Supplied material
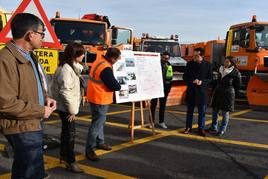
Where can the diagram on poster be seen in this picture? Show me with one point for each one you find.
(140, 76)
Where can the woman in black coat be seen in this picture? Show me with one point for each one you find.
(224, 94)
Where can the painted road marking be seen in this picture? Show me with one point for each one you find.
(226, 141)
(51, 163)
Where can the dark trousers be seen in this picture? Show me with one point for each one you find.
(194, 98)
(96, 131)
(28, 155)
(67, 138)
(162, 107)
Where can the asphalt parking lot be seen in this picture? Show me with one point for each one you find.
(241, 153)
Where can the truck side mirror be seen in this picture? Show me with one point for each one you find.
(114, 33)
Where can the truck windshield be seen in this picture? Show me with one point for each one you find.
(262, 36)
(155, 46)
(81, 32)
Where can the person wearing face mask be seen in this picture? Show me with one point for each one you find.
(167, 73)
(24, 105)
(66, 90)
(224, 95)
(197, 75)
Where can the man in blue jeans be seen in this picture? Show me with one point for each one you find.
(23, 99)
(101, 87)
(197, 75)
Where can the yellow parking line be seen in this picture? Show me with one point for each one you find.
(249, 120)
(52, 122)
(126, 145)
(2, 147)
(241, 143)
(51, 163)
(86, 119)
(103, 173)
(209, 115)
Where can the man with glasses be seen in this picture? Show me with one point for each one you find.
(167, 73)
(23, 96)
(197, 75)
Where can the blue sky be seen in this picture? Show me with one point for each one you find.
(192, 20)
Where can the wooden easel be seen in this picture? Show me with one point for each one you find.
(132, 126)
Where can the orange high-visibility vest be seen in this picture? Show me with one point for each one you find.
(97, 92)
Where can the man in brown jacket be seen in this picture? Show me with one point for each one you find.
(23, 99)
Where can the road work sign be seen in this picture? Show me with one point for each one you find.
(48, 59)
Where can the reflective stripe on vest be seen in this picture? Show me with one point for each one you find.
(93, 78)
(97, 91)
(169, 73)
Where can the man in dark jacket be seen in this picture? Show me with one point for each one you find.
(23, 99)
(198, 75)
(167, 74)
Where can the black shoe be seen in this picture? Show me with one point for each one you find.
(202, 132)
(63, 159)
(74, 167)
(187, 131)
(104, 147)
(212, 131)
(46, 176)
(221, 133)
(91, 155)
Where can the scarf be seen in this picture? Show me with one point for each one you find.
(225, 71)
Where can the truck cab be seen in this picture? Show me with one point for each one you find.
(160, 45)
(248, 42)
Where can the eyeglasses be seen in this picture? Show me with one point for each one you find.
(41, 33)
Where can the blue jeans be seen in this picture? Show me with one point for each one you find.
(28, 155)
(95, 132)
(224, 122)
(191, 101)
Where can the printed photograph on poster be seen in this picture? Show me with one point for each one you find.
(123, 94)
(122, 80)
(131, 76)
(132, 89)
(120, 66)
(130, 62)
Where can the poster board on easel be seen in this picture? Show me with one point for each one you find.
(140, 77)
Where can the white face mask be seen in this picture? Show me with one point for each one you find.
(78, 67)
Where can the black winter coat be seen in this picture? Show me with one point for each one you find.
(201, 71)
(227, 88)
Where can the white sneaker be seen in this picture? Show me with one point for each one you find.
(163, 125)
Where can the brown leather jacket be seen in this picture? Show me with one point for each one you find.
(19, 105)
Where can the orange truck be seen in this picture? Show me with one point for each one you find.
(93, 32)
(248, 43)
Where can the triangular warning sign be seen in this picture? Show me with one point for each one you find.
(33, 7)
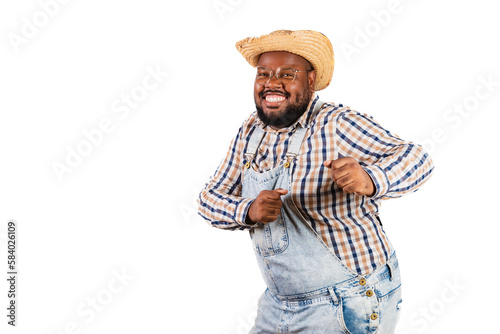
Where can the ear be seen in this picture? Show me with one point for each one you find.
(311, 80)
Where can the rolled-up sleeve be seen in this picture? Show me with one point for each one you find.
(220, 202)
(396, 166)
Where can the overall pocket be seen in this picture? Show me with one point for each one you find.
(271, 238)
(352, 316)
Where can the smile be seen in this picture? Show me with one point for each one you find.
(275, 98)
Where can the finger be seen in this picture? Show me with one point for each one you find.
(281, 191)
(340, 162)
(276, 193)
(343, 171)
(344, 181)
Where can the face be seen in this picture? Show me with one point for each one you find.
(279, 105)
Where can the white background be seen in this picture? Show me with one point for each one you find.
(129, 205)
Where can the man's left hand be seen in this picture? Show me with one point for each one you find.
(348, 174)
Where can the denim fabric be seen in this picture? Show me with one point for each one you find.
(309, 290)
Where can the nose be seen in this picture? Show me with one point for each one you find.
(273, 81)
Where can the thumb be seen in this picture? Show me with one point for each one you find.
(281, 191)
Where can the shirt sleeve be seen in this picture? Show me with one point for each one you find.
(220, 202)
(397, 167)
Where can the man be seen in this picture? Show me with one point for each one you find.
(306, 178)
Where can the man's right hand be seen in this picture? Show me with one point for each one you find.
(266, 207)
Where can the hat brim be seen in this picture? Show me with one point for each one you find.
(311, 45)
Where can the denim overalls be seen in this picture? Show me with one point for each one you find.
(309, 290)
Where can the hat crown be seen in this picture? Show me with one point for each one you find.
(314, 46)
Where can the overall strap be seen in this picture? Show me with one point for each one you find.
(253, 144)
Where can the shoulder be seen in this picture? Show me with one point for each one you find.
(340, 113)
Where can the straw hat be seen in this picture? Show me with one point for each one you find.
(311, 45)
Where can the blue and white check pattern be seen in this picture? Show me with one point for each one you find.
(347, 223)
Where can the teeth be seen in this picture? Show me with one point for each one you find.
(274, 98)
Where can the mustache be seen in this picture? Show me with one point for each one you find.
(284, 93)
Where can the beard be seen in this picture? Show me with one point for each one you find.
(291, 113)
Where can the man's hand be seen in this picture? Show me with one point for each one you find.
(348, 174)
(266, 207)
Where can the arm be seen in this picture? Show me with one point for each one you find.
(396, 167)
(220, 202)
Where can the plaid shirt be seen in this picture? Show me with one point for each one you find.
(347, 223)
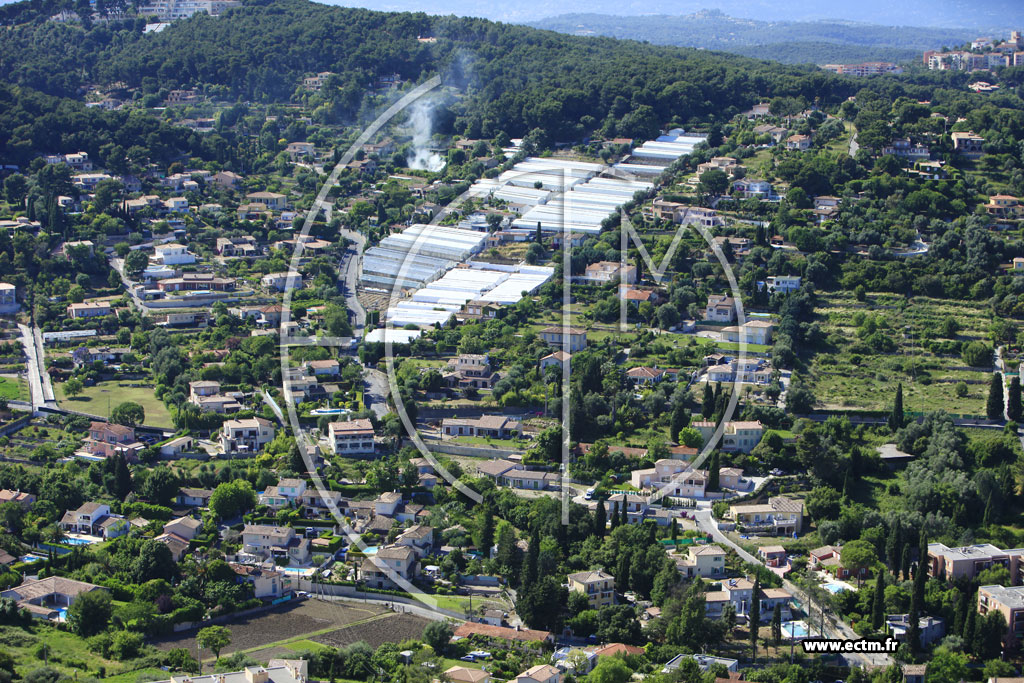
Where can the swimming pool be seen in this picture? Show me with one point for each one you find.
(836, 587)
(77, 542)
(302, 571)
(795, 630)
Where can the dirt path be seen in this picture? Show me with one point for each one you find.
(289, 623)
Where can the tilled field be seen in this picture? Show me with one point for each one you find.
(286, 623)
(389, 629)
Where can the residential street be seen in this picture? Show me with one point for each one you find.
(834, 628)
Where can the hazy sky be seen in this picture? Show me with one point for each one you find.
(984, 14)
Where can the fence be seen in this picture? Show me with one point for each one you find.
(471, 451)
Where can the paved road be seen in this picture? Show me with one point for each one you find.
(348, 278)
(41, 361)
(35, 381)
(376, 391)
(835, 627)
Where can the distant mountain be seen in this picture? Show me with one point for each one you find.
(783, 41)
(973, 14)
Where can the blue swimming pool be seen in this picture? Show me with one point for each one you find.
(795, 630)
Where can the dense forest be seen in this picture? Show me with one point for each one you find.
(517, 79)
(790, 42)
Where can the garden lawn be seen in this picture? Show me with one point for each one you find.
(104, 396)
(13, 388)
(852, 375)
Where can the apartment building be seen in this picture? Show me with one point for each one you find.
(702, 561)
(89, 309)
(387, 564)
(968, 144)
(574, 338)
(603, 272)
(720, 308)
(969, 561)
(352, 437)
(738, 436)
(8, 298)
(491, 426)
(249, 435)
(172, 254)
(781, 516)
(275, 542)
(597, 585)
(1007, 600)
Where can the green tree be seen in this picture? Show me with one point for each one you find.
(486, 540)
(128, 414)
(214, 638)
(600, 519)
(160, 486)
(897, 418)
(713, 472)
(680, 420)
(715, 181)
(858, 556)
(993, 407)
(135, 262)
(90, 612)
(1014, 398)
(776, 624)
(437, 635)
(879, 604)
(336, 321)
(231, 499)
(977, 354)
(73, 387)
(947, 667)
(610, 670)
(754, 616)
(708, 402)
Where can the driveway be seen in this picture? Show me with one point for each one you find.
(835, 627)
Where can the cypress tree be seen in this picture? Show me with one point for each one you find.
(960, 613)
(623, 572)
(708, 402)
(713, 473)
(601, 520)
(487, 532)
(1014, 399)
(893, 546)
(879, 606)
(897, 417)
(913, 629)
(754, 616)
(993, 407)
(970, 630)
(776, 624)
(529, 565)
(680, 420)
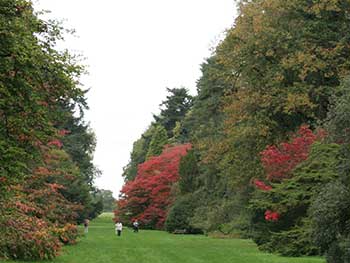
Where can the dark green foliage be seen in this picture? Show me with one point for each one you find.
(189, 173)
(179, 215)
(174, 109)
(138, 154)
(108, 200)
(291, 234)
(158, 141)
(330, 213)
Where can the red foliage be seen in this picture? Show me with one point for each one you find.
(261, 185)
(279, 161)
(271, 216)
(147, 198)
(56, 143)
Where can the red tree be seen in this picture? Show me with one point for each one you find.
(147, 198)
(280, 161)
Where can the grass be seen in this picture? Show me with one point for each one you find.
(101, 245)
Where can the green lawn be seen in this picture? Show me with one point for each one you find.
(101, 245)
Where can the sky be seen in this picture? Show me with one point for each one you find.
(134, 50)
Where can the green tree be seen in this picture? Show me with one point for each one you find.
(158, 140)
(173, 109)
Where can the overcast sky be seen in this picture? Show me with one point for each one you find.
(134, 49)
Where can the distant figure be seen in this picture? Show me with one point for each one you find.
(86, 226)
(118, 228)
(135, 224)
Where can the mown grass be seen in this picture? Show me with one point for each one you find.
(101, 245)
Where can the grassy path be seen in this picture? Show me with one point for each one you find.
(101, 245)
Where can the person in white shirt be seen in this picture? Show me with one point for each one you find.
(118, 228)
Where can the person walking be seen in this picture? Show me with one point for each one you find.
(118, 228)
(86, 226)
(136, 226)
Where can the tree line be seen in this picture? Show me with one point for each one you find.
(46, 147)
(266, 136)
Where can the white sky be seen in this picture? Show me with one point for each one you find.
(134, 49)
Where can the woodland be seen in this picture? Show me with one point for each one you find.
(262, 151)
(46, 147)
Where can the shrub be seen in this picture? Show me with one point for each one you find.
(27, 238)
(180, 214)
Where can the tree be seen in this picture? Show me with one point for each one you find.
(173, 109)
(36, 175)
(147, 198)
(158, 141)
(107, 199)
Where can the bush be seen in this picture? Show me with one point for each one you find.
(180, 214)
(67, 234)
(330, 214)
(27, 238)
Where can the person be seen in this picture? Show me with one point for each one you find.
(136, 226)
(118, 228)
(86, 226)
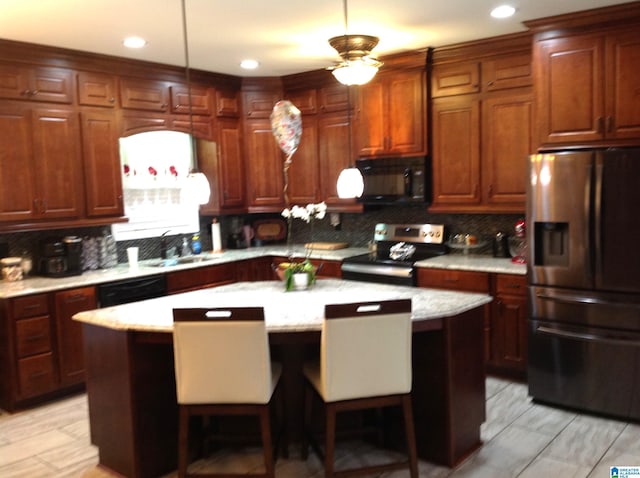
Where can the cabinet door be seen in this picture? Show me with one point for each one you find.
(144, 95)
(570, 83)
(507, 140)
(17, 183)
(69, 332)
(200, 99)
(102, 175)
(456, 151)
(623, 95)
(96, 89)
(406, 118)
(231, 163)
(304, 172)
(57, 163)
(370, 121)
(265, 164)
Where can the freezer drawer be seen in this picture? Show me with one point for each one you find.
(587, 368)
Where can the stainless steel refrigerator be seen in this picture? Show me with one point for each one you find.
(583, 236)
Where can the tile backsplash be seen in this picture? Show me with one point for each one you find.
(355, 229)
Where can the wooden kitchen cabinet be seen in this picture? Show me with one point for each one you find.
(101, 155)
(587, 88)
(144, 94)
(391, 115)
(264, 161)
(44, 84)
(96, 89)
(200, 278)
(509, 326)
(41, 174)
(70, 346)
(482, 128)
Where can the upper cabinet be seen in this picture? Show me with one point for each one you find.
(391, 118)
(482, 125)
(46, 84)
(586, 78)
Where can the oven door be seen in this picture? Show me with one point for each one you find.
(379, 273)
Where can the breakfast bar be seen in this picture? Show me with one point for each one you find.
(131, 385)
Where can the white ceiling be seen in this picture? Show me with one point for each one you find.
(285, 36)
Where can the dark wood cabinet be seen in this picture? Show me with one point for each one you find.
(587, 88)
(482, 131)
(69, 332)
(45, 84)
(201, 99)
(96, 89)
(41, 174)
(509, 326)
(391, 116)
(101, 155)
(265, 162)
(144, 94)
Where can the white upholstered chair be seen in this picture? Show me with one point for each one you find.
(223, 367)
(365, 362)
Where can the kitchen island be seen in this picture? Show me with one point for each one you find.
(131, 385)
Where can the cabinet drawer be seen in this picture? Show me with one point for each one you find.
(33, 336)
(30, 306)
(511, 284)
(455, 280)
(36, 375)
(202, 277)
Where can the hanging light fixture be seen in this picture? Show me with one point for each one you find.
(197, 183)
(358, 66)
(350, 183)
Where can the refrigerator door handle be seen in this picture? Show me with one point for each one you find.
(576, 299)
(597, 218)
(588, 337)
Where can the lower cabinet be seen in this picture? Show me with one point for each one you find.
(41, 348)
(505, 318)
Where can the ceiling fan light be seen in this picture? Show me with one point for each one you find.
(350, 183)
(355, 72)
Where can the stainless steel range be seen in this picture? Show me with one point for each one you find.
(396, 248)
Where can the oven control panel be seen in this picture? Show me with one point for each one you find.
(417, 233)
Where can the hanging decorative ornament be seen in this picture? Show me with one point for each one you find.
(286, 125)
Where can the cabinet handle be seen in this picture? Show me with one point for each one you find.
(34, 338)
(609, 124)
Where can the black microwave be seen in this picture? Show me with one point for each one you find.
(395, 180)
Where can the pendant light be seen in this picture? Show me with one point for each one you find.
(197, 183)
(350, 183)
(357, 66)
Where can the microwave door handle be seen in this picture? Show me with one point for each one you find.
(408, 183)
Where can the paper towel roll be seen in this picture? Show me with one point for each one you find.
(215, 237)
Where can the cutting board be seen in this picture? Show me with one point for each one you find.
(326, 246)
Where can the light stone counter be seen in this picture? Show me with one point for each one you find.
(284, 311)
(474, 263)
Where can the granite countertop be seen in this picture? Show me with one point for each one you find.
(37, 284)
(284, 311)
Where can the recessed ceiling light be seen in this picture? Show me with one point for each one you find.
(503, 11)
(249, 64)
(134, 42)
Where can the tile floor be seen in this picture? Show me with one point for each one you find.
(521, 439)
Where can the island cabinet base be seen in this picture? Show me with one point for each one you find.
(132, 400)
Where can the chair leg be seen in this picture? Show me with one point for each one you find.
(410, 435)
(267, 446)
(183, 441)
(330, 440)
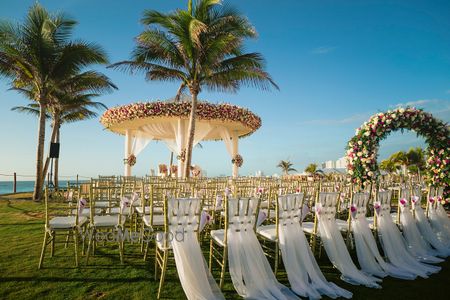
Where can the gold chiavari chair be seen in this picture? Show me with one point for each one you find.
(186, 221)
(218, 251)
(58, 219)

Required action
Quote exactly, and only, the lines from the one containing "Where can the chair" through the last line of the records above, both included; leave out any pictures.

Response for this exercise
Where can the chair leg be seen in this picture? Show me with one point for each one you find.
(410, 435)
(267, 446)
(183, 441)
(330, 440)
Where can the gold chiavari chair be seen in this picture? Show me with one point for each one you find.
(186, 221)
(218, 251)
(58, 219)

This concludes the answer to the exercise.